— BEGIN The data —

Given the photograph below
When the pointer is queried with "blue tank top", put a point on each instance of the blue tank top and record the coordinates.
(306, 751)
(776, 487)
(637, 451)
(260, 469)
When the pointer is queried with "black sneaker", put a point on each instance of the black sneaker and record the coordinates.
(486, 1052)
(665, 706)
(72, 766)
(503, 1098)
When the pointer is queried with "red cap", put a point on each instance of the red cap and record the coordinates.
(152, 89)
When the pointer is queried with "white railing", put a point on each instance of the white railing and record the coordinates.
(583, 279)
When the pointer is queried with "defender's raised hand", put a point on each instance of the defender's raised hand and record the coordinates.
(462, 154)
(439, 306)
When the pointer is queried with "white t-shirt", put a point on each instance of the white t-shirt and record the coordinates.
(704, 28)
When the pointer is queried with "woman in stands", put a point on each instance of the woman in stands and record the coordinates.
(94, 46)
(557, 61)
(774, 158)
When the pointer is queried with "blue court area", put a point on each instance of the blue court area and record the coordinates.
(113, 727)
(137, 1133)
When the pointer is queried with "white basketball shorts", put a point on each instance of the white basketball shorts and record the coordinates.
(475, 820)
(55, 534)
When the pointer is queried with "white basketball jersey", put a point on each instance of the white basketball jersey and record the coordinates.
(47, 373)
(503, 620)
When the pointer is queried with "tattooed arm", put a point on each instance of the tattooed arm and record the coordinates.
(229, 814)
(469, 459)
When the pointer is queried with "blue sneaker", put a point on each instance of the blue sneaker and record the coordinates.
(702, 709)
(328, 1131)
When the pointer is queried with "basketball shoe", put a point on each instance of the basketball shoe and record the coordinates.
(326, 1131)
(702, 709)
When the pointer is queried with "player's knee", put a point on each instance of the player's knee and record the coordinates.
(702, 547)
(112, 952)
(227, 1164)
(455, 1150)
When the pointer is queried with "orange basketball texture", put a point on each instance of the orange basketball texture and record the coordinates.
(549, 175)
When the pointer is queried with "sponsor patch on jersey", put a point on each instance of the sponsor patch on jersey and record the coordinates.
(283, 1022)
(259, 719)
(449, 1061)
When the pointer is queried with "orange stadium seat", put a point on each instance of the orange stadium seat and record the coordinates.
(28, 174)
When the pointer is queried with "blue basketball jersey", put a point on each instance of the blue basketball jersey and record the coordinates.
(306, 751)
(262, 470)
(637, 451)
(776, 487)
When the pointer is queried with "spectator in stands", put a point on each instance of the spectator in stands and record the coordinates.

— END The data —

• **Directions for this task**
Copy out every line of the records above word for word, from the first line to the last.

• **Answer to this exercise**
Given the photograph below
When the pointer is queried with "blue tank top", put a point on each instance of the blue tank top and record the coordinates.
(306, 751)
(776, 487)
(637, 451)
(260, 469)
When the pointer is queried with "black sneaker", put a point on each instance of the black sneaker and record the coordinates.
(486, 1052)
(665, 706)
(72, 766)
(503, 1098)
When the pointer is queried with "red cap", put a point on each instance of the red cap and record the coordinates.
(152, 89)
When the pointer is queried with "white railing", put a point on each instance of the white railing and record the coordinates.
(583, 279)
When the pointer is queried with "defender's raised hand", put a point on each instance of the defender's raised hand and record the coordinates.
(462, 154)
(439, 306)
When the pointer is queried with "white t-shirt", put a point on each instance of the white t-shirt and record the coordinates.
(704, 28)
When the pointer is queried with "woman in stands", put a point on each instance of the woman in stands and record the coordinates.
(94, 46)
(557, 61)
(774, 158)
When the pointer is queried with "blue court area", put a point on each instance of the blue court area and record the coordinates.
(113, 727)
(137, 1133)
When the pointer is queried with "white basketball shorts", put a point on each instance of the white basketball shorts and record the coordinates.
(475, 820)
(55, 534)
When the pointer is queried with "white basketball jersey", put a point on each instance of the white basketball jersey and record the coordinates.
(47, 373)
(503, 620)
When the pointer is queried with "tattooed arm", put a point on each instance of the tattooed arm and record the coordinates.
(229, 814)
(469, 459)
When the pointer is queried with "blue sneaker", put a point on each instance of the blue sneaker and record the coordinates.
(702, 709)
(328, 1131)
When the pointer is queried with "basketball shoe", put a point on each instance of the basketball shoe and record the coordinates.
(326, 1131)
(702, 709)
When the pointer is queried with "player's knee", put a point on each instance of the player's knee and record the coordinates.
(702, 547)
(112, 952)
(227, 1164)
(455, 1150)
When the pointer is queried with "orange basketball texture", put a point on each instance of the orange basketball texture and record the coordinates.
(549, 175)
When the pointer is queried with "sponsor patch on jersey", put a point on each instance of the sponsor patch on jersey and record the coordinates.
(283, 1022)
(259, 719)
(449, 1061)
When the pointer is queried with "orange stadium seat", put a point on each instance of the orange stadium seat and record the coordinates.
(28, 174)
When the pointer is queried with "blue basketball jersey", put a point on each instance of the blue basketball jersey and record the coordinates.
(306, 751)
(262, 470)
(637, 451)
(776, 487)
When the pointer is queried with "spectator in stands", put a point on each instance of the spectator in stands and record the coordinates.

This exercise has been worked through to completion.